Comparison of primary balloon angioplasty with bailout stenting strategy to primary coronary stenting strategy in the treatment of patients with ST-segment elevation myocardial infarction (STEMI)

Mateusz Tajstra, Mariusz Gasior, Andrzej Lekston, Krzysztof Wilczek, Michał Hawranek, Marek Gierlotka, Grzegorz Słonka, Tadeusz Zebik, Lech Poloński
Kardiologia Polska 2007, 65 (11): 1277-84; discussion 1285-6

BACKGROUND: In recent years significant progress has been made in invasive treatment of patients with acute myocardial infarction (AMI). Primary coronary stenting is currently a routine strategy which replaced primary balloon angioplasty with bailout stenting preferred in the past. Studies comparing these two strategies of stenting in AMI are scarce.

AIM: To compare the immediate and long-term outcomes after primary angioplasty strategy and bailout stenting versus primary stent placement strategy in patients with AMI.

METHODS: We analysed data from a single-centre registry of consecutive patients with ST segment elevation myocardial infarction admitted between January 1998 and October 2003. In our centre in years 1998-2000 stenting was used only after failed or suboptimal balloon angioplasty. Starting from year 2001 we used routine primary stenting strategy. We compared these two angioplasty strategies applied in different time intervals with regard to in-hospital outcome and long-term mortality. Patients with cardiogenic shock at admission were excluded.
────
WORK ORDER 1: According to the abstract on stenting strategies in STEMI, which patients were excluded from the analysis?
WORK ORDER 2: Return, without alteration, the passage of the abstract on stenting strategies in STEMI that opens with the words containing "METHODS: We analysed" and closes with "admission were excluded.".
WORK ORDER 3: Resume the abstract on stenting strategies in STEMI from the point at which it stops.

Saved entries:
────
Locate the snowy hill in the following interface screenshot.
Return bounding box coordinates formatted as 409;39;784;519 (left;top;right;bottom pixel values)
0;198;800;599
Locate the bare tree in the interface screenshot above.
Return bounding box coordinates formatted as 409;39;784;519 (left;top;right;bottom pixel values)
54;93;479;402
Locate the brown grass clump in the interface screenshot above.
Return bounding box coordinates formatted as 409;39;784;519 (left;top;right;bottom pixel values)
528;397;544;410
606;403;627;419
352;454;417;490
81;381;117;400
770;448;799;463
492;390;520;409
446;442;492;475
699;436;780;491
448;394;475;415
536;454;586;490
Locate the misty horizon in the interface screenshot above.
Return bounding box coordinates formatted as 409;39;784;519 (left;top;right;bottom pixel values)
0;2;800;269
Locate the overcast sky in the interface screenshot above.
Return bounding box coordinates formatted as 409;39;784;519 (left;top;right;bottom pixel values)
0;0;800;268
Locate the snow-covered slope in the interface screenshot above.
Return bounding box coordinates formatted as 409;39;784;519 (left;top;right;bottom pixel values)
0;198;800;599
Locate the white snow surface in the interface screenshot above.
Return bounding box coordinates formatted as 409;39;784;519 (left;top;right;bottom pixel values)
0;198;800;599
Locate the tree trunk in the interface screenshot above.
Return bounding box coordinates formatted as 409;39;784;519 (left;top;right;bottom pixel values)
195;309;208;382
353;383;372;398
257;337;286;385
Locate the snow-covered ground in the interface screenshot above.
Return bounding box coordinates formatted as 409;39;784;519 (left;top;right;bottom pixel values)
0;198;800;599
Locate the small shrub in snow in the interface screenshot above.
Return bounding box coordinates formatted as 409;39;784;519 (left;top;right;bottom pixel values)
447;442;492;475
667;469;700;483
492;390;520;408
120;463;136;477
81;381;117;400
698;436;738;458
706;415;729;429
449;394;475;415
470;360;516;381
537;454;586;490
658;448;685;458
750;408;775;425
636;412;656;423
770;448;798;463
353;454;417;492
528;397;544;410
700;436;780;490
────
EXERCISE ANSWER 1: Patients with cardiogenic shock at admission.

EXERCISE ANSWER 2:
METHODS: We analysed data from a single-centre registry of consecutive patients with ST segment elevation myocardial infarction admitted between January 1998 and October 2003. In our centre in years 1998-2000 stenting was used only after failed or suboptimal balloon angioplasty. Starting from year 2001 we used routine primary stenting strategy. We compared these two angioplasty strategies applied in different time intervals with regard to in-hospital outcome and long-term mortality. Patients with cardiogenic shock at admission were excluded.

EXERCISE ANSWER 3:
RESULTS: Out of a total of 1602 patients treated invasively for AMI (cardiogenic shock excluded) 479 underwent primary balloon angioplasty strategy with bailout stenting - group 1 (years 1998-2000) and 1123 were treated with primary stenting strategy - group 2 (years 2001-2003). In group 1 bailout stenting occurred in 34.4% of patients whereas in group 2 stents were implanted in 83% of patients. Patients in the balloon angioplasty group were younger, had shorter time from the onset of symptom to hospital arrival and more frequently underwent rescue coronary intervention after failed thrombolysis. In-hospital mortality was 2.9 vs. 2.4% in groups 1 and 2, respectively (p=NS). Twenty-four month mortality rate was 9.8% in group 1 and 10.06% in group 2 (p=NS).

CONCLUSIONS: 1. Effectiveness of coronary angioplasty is high and comparable in both groups. 2. In-hospital and long-term mortality and procedure-related complication rate are all low and comparable with both stenting strategies. 3. Independent factors increasing long-term mortality include: culprit vessel reocclusion, multivessel coronary disease, older age and hypertension. 4. Patients with complete patency of culprit vessel restored and with higher left ventricular ejection fraction presented lower 2-year mortality rate. 5. Bailout stenting did not increase 2-year mortality.